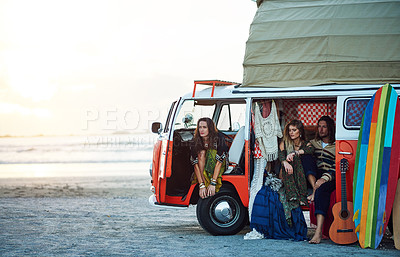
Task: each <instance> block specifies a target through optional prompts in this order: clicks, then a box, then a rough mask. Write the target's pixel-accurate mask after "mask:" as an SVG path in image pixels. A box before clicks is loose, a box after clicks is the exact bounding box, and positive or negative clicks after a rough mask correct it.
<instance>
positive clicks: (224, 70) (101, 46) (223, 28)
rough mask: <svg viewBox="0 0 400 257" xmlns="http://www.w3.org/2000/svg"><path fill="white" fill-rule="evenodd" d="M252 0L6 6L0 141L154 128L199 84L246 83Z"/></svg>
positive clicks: (30, 2) (58, 3) (0, 26)
mask: <svg viewBox="0 0 400 257" xmlns="http://www.w3.org/2000/svg"><path fill="white" fill-rule="evenodd" d="M256 9H257V7H256V3H254V2H253V1H251V0H202V1H195V0H172V1H165V0H151V1H149V0H147V1H146V0H141V1H139V0H126V1H121V0H109V1H108V0H107V1H104V0H103V1H102V0H78V1H74V0H67V1H65V0H35V1H32V0H26V1H22V0H10V1H7V0H0V35H1V37H0V136H5V135H11V136H32V135H71V134H73V135H81V134H83V135H84V134H109V133H115V132H128V133H136V132H143V131H149V127H150V125H151V123H152V122H153V121H161V122H164V121H165V117H166V114H167V111H168V109H169V107H170V104H171V102H172V101H174V100H176V99H178V98H179V96H181V95H184V94H185V93H188V92H190V91H192V90H193V81H194V80H208V79H222V80H228V81H235V82H241V81H242V76H243V67H242V63H243V58H244V52H245V44H246V41H247V38H248V34H249V28H250V24H251V21H252V19H253V17H254V14H255V12H256Z"/></svg>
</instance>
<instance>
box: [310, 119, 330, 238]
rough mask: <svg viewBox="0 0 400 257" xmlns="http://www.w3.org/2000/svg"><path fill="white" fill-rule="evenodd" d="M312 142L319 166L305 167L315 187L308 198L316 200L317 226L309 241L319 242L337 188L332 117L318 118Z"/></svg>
mask: <svg viewBox="0 0 400 257" xmlns="http://www.w3.org/2000/svg"><path fill="white" fill-rule="evenodd" d="M310 142H311V144H312V145H313V147H314V149H315V151H314V156H315V157H316V164H317V166H316V167H315V168H305V169H306V176H307V179H308V181H309V182H310V184H311V186H312V187H313V193H312V194H311V195H310V196H309V197H308V199H309V200H310V201H314V202H315V215H316V218H317V228H316V229H315V234H314V236H313V238H312V239H311V240H310V241H309V243H310V244H319V243H320V242H321V238H322V227H323V224H324V221H325V216H326V214H327V212H328V208H329V204H330V197H331V193H332V192H333V190H335V188H336V184H335V147H336V146H335V123H334V121H333V120H332V119H331V118H330V117H328V116H322V117H321V118H320V119H319V120H318V131H317V133H316V135H315V139H313V140H311V141H310ZM303 163H304V162H303ZM304 165H306V164H304ZM312 165H313V164H311V166H312ZM311 166H310V167H311ZM314 166H315V164H314Z"/></svg>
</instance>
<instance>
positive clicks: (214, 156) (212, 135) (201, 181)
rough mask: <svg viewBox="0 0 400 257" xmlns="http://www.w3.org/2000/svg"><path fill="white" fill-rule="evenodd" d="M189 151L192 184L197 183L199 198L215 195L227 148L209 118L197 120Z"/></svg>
mask: <svg viewBox="0 0 400 257" xmlns="http://www.w3.org/2000/svg"><path fill="white" fill-rule="evenodd" d="M191 150H192V153H191V157H190V161H191V163H192V165H194V172H195V175H196V177H195V178H194V180H193V184H195V183H199V195H200V197H201V198H206V197H209V196H213V195H215V193H216V192H218V191H219V189H220V188H221V186H222V180H221V176H222V174H223V173H224V172H225V170H226V165H227V163H228V161H227V155H228V154H227V152H228V147H227V145H226V143H225V137H224V135H223V134H222V133H221V132H219V131H218V130H217V128H216V127H215V124H214V122H213V121H212V120H211V119H210V118H201V119H199V120H198V122H197V128H196V131H195V134H194V145H193V146H192V147H191Z"/></svg>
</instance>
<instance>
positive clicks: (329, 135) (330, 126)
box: [315, 116, 335, 144]
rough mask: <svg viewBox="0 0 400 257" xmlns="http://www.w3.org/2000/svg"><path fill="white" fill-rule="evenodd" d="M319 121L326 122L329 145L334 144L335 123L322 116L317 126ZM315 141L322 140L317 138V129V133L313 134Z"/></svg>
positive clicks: (325, 116)
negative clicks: (329, 143) (328, 138)
mask: <svg viewBox="0 0 400 257" xmlns="http://www.w3.org/2000/svg"><path fill="white" fill-rule="evenodd" d="M320 121H325V122H326V125H327V126H328V133H329V135H328V137H329V143H330V144H332V143H334V142H335V122H334V121H333V119H332V118H331V117H329V116H322V117H321V118H319V120H318V123H317V124H318V125H319V122H320ZM315 139H317V140H322V138H321V137H320V136H319V133H318V129H317V132H316V134H315Z"/></svg>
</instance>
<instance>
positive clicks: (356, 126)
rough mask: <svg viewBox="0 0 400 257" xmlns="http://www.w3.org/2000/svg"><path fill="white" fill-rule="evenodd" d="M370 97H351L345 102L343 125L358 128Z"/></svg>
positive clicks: (346, 126)
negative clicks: (344, 111)
mask: <svg viewBox="0 0 400 257" xmlns="http://www.w3.org/2000/svg"><path fill="white" fill-rule="evenodd" d="M369 100H370V98H351V99H347V100H346V102H345V118H344V127H345V128H346V129H360V126H361V121H362V117H363V115H364V111H365V108H367V104H368V102H369Z"/></svg>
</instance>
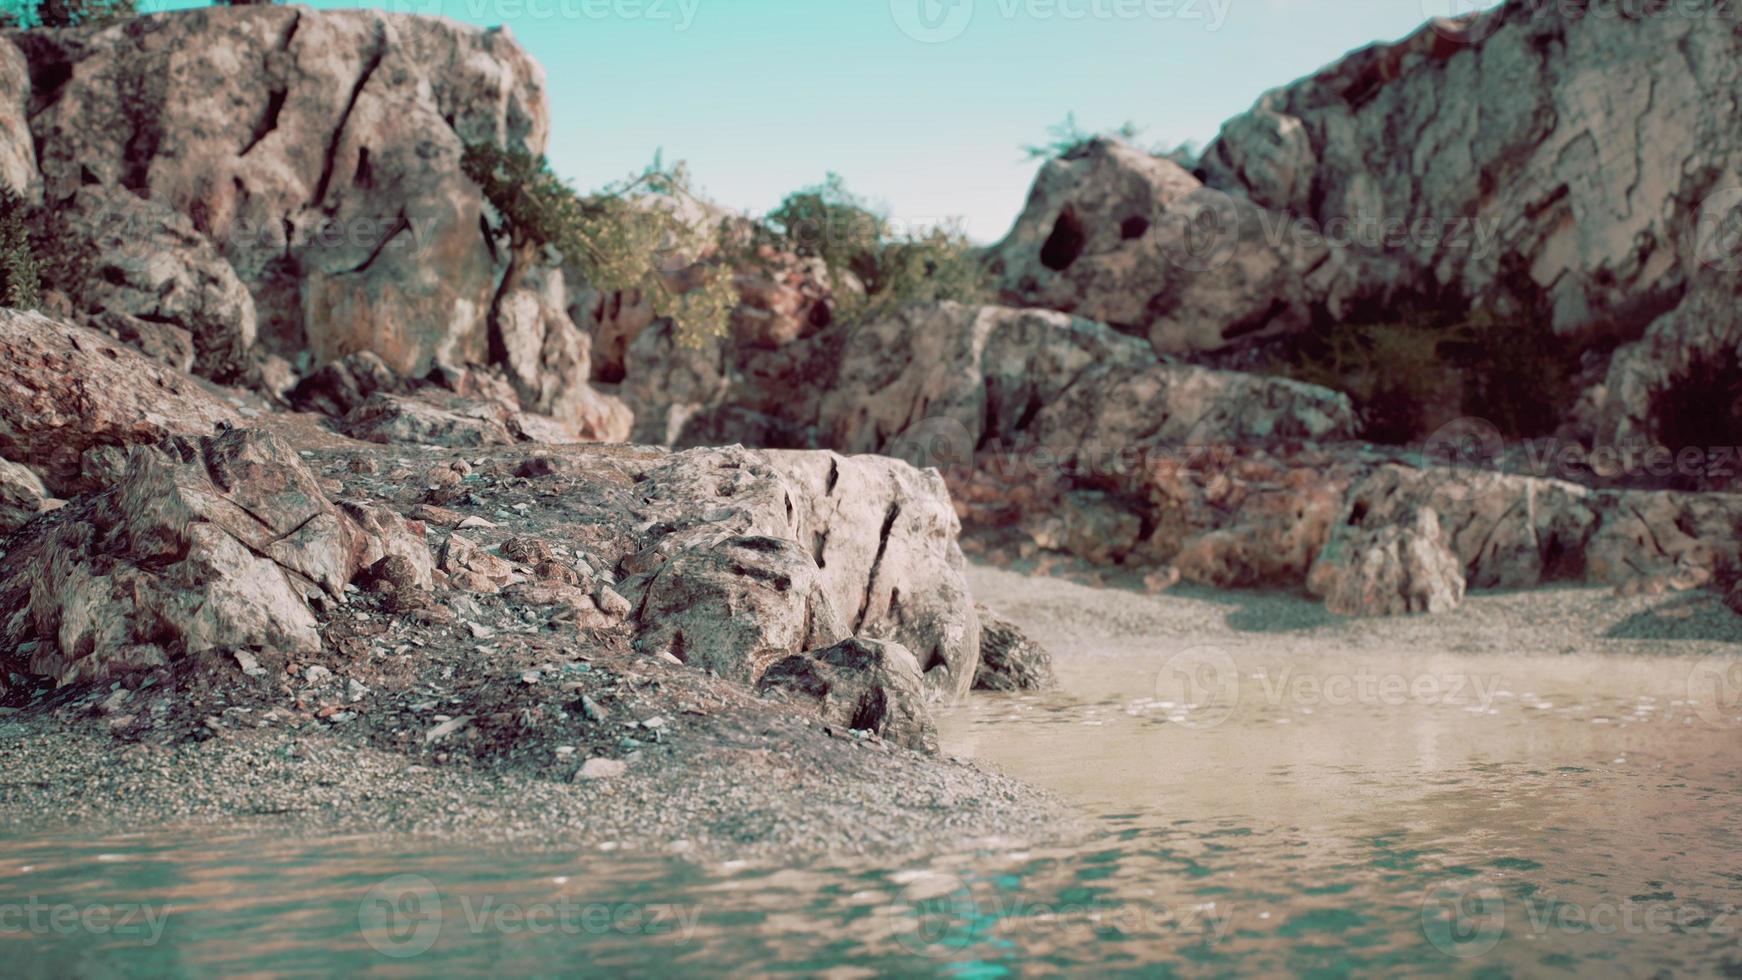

▶ _What you should do_
Pictures stay out; repeat all the rest of the records exactly.

▶ _Result of the task_
Task: each <instance> block specifies a target through optional prompts in this order: clicks, then a box, then a rough mask. Write the target's pixel-accurate mask after "mask:" as an SVG path in image pixels. A box before clicks is loose, a box after clicks is the exact bounding box, and positive or negative clicks after a rough mask correct it.
<instance>
positive clicks: (224, 70) (101, 46) (223, 28)
rough mask: <svg viewBox="0 0 400 257" xmlns="http://www.w3.org/2000/svg"><path fill="white" fill-rule="evenodd" d="M252 0L6 6L0 141L154 128L199 84L246 83Z"/></svg>
positive clicks: (30, 2) (58, 3) (0, 26)
mask: <svg viewBox="0 0 400 257" xmlns="http://www.w3.org/2000/svg"><path fill="white" fill-rule="evenodd" d="M256 9H257V7H256V3H254V2H253V1H251V0H202V1H195V0H172V1H165V0H151V1H149V0H147V1H146V0H141V1H139V0H126V1H121V0H109V1H108V0H107V1H104V0H103V1H102V0H78V1H74V0H67V1H65V0H35V1H32V0H26V1H22V0H10V1H7V0H0V35H1V37H0V136H5V135H11V136H32V135H71V134H73V135H81V134H83V135H84V134H109V133H115V132H128V133H136V132H143V131H149V127H150V125H151V123H152V122H153V121H161V122H164V121H165V117H166V114H167V111H168V109H169V107H170V104H171V102H172V101H174V100H176V99H178V98H179V96H181V95H184V94H185V93H188V92H190V91H192V90H193V81H194V80H208V79H222V80H228V81H235V82H241V81H242V76H243V67H242V63H243V58H244V52H245V44H246V41H247V38H248V34H249V28H250V24H251V21H252V19H253V17H254V14H255V12H256Z"/></svg>
</instance>
<instance>
box: [310, 119, 330, 238]
rough mask: <svg viewBox="0 0 400 257" xmlns="http://www.w3.org/2000/svg"><path fill="white" fill-rule="evenodd" d="M312 142L319 166L305 167L315 187L308 198L316 200L317 226L309 241L319 242L337 188L332 117L318 118Z"/></svg>
mask: <svg viewBox="0 0 400 257" xmlns="http://www.w3.org/2000/svg"><path fill="white" fill-rule="evenodd" d="M310 142H311V144H312V145H313V147H314V149H315V151H314V156H315V157H316V164H317V166H316V167H315V168H305V169H306V176H307V179H308V181H309V182H310V184H311V186H312V187H313V193H312V194H311V195H310V196H309V197H308V199H309V200H310V201H314V202H315V215H316V218H317V228H316V229H315V234H314V236H313V238H312V239H311V240H310V241H309V243H310V244H319V243H320V242H321V238H322V227H323V224H324V221H325V216H326V214H327V212H328V208H329V204H330V197H331V193H332V192H333V190H335V188H336V184H335V147H336V146H335V123H334V121H333V120H332V119H331V118H330V117H328V116H322V117H321V118H320V119H319V120H318V131H317V133H316V135H315V139H313V140H311V141H310ZM303 163H304V162H303ZM304 165H306V164H304ZM312 165H313V164H311V166H312ZM311 166H310V167H311ZM314 166H315V164H314Z"/></svg>
</instance>
<instance>
positive clicks: (214, 156) (212, 135) (201, 181)
rough mask: <svg viewBox="0 0 400 257" xmlns="http://www.w3.org/2000/svg"><path fill="white" fill-rule="evenodd" d="M189 151L192 184L197 183L199 198L215 195L227 148L209 118L197 120Z"/></svg>
mask: <svg viewBox="0 0 400 257" xmlns="http://www.w3.org/2000/svg"><path fill="white" fill-rule="evenodd" d="M191 150H192V153H191V157H190V161H191V163H192V165H194V172H195V175H196V177H195V178H194V180H193V184H195V183H199V195H200V197H201V198H206V197H209V196H213V195H215V193H216V192H218V191H219V189H220V188H221V186H222V180H221V176H222V174H223V173H224V172H225V170H226V165H227V163H228V161H227V155H228V154H227V152H228V147H227V145H226V143H225V137H224V135H223V134H222V133H221V132H219V131H218V130H217V128H216V127H215V124H214V122H213V121H212V120H211V119H210V118H201V119H199V120H198V122H197V128H196V131H195V134H194V145H193V146H192V147H191Z"/></svg>
</instance>
<instance>
positive clicks: (329, 135) (330, 126)
box: [315, 116, 335, 144]
rough mask: <svg viewBox="0 0 400 257" xmlns="http://www.w3.org/2000/svg"><path fill="white" fill-rule="evenodd" d="M319 121L326 122L329 145L334 144L335 123L322 116L317 126ZM315 141L322 140L317 138V129V133L313 134Z"/></svg>
positive clicks: (325, 116)
negative clicks: (329, 143) (328, 138)
mask: <svg viewBox="0 0 400 257" xmlns="http://www.w3.org/2000/svg"><path fill="white" fill-rule="evenodd" d="M320 121H325V122H326V125H327V126H328V133H329V135H328V137H329V143H330V144H332V143H334V142H335V122H334V121H333V119H332V118H331V117H329V116H322V117H321V118H319V120H318V123H317V124H318V125H319V122H320ZM315 139H317V140H322V138H321V137H320V136H319V133H318V129H317V132H316V134H315Z"/></svg>
</instance>
<instance>
positive clicks: (356, 126)
rough mask: <svg viewBox="0 0 400 257" xmlns="http://www.w3.org/2000/svg"><path fill="white" fill-rule="evenodd" d="M370 97H351L345 102L343 125L358 128Z"/></svg>
positive clicks: (346, 126)
negative clicks: (344, 111)
mask: <svg viewBox="0 0 400 257" xmlns="http://www.w3.org/2000/svg"><path fill="white" fill-rule="evenodd" d="M369 100H370V98H351V99H347V100H346V102H345V118H344V127H345V128H346V129H360V126H361V121H362V117H363V115H364V111H365V108H367V104H368V102H369Z"/></svg>
</instance>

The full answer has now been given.